> **Apply what you read**
(A) Answer each question from the update on the Coronavirus Act 2020, using the same labels:
(i) On what date did the Act receive royal assent?
(ii) How much notice must emergency volunteers give their employers?
(iii) For how long is the scheme initially available?
(B) List every authority that the update on the Coronavirus Act 2020 gives as an example of one that can certify an emergency volunteer.

> **Document text**
####################
COVID-19: Daily Update – Thursday 26 March 2020
Coronavirus Act 2020
Having received royal assent on Wednesday 25 March 2020 the Coronavirus Act 2020 (the Act) is now established law. The Act grants the government certain emergency powers in order to combat the spread of COVID-19 more effectively and support businesses along the way. As Parliament has now adjourned for the Easter recess the Act was fast-tracked through the Houses in order to allow government some degree of flexibility until Parliament reconvenes on 21 April.
Though a number of ad hoc matters and government powers are addressed, the main focus of the Act is to ensure there are systems in place to support the NHS in any way necessary. Some major provisions to this end include processes for the emergency registration of medical professions, greater powers to forcibly admit someone to hospital, and the flexibility to use HMRC however necessary to deliver the government’s business support packages. Two sections which are of particular note to employers are:
The right: The Act introduces a new statutory right for workers and employees to take emergency volunteering leave to help support essential health and social care services. This right will apply to all workers and employees who have been certified by an appropriate authority (for example, a local authority, the NHS Commissioning Board or the Department of Health) to act as an emergency volunteer in health or social care.
Process: Volunteers must obtain an “emergency volunteering certificate” from the relevant authorities which must then be provided to their employer to prove eligibility. Volunteers under this scheme will be obliged to give their employers 3 days’ notice.
Except for businesses with fewer than 10 staff, there is no provision for employers to refuse leave, for example because of operational need. However, should access to this scheme become readily available and several employees intend to volunteer concurrently, the employer may request that they apply for leave at times which do not affect the productivity of the business too severely.
Scope of leave: Volunteers will be entitled to 2, 3, or 4 consecutive weeks of ‘emergency volunteering leave’. Initially, the scheme is available for 16 weeks from 25 March 2020, which will be kept under review.
####################
> **Supplied data**
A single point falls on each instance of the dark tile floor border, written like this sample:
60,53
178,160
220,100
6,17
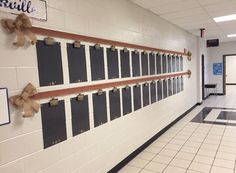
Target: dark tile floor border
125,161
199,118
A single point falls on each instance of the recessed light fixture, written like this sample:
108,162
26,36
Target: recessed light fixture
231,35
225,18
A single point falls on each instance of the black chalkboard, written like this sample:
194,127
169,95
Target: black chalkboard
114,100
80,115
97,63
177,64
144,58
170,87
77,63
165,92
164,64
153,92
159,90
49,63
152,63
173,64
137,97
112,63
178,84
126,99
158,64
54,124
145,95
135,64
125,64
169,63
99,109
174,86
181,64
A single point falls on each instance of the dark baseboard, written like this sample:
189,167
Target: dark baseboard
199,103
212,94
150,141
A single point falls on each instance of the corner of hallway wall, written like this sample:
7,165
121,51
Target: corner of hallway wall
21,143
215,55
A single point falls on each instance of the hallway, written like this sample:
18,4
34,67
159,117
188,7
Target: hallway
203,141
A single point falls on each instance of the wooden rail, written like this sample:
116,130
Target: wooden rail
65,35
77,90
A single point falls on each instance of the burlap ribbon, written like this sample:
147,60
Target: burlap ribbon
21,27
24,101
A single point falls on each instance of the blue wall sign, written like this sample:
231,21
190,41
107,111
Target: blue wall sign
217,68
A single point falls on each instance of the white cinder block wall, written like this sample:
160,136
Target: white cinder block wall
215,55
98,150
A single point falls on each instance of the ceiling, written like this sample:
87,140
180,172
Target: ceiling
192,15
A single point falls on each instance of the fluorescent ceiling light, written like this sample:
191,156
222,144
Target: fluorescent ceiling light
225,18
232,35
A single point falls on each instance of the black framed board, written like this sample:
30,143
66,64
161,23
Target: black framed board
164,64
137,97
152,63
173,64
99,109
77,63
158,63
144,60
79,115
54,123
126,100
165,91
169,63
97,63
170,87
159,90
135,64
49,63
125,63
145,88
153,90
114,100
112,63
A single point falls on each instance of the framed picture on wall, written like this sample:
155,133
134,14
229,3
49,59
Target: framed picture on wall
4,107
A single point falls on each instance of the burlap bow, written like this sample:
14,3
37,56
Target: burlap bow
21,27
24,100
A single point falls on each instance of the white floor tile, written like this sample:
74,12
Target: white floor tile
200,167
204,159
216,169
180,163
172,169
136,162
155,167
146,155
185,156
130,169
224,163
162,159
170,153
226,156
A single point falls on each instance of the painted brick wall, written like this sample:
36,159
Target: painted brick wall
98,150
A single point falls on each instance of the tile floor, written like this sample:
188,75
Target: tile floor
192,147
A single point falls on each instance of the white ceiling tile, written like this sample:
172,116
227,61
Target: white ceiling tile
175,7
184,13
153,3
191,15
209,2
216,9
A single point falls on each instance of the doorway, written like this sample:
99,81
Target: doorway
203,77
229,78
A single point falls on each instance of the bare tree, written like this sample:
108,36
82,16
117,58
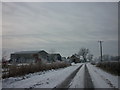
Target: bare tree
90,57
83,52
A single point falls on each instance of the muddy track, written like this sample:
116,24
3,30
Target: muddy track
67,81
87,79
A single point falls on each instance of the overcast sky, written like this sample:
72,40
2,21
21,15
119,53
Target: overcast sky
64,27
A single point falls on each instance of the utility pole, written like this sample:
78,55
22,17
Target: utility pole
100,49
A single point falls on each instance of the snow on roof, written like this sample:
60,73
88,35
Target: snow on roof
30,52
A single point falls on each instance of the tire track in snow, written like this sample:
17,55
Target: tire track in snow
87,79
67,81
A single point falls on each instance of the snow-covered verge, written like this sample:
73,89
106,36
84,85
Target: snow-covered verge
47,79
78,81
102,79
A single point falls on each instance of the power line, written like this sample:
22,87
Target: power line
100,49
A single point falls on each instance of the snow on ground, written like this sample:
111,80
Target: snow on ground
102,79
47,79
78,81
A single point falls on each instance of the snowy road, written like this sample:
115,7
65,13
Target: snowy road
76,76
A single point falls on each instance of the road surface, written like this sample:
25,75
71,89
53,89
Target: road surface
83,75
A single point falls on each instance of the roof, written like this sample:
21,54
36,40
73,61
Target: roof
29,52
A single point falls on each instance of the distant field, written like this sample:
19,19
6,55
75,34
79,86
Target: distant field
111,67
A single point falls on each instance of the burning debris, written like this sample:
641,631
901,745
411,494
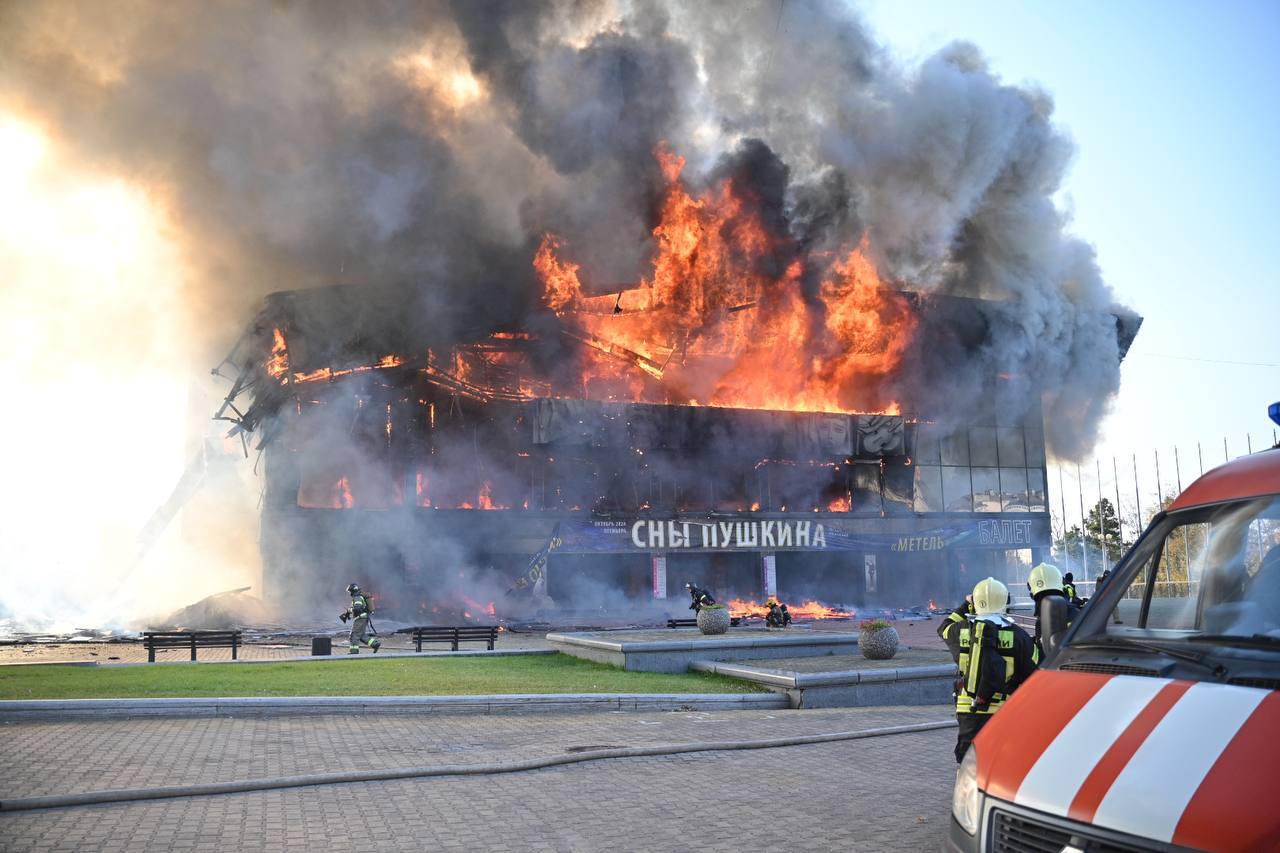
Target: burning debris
####################
> **Solution set**
(A)
(i) Wednesday 25 March 2020
(ii) 3 days' notice
(iii) 16 weeks from 25 March 2020

(B)
- A local authority
- The NHS Commissioning Board
- The Department of Health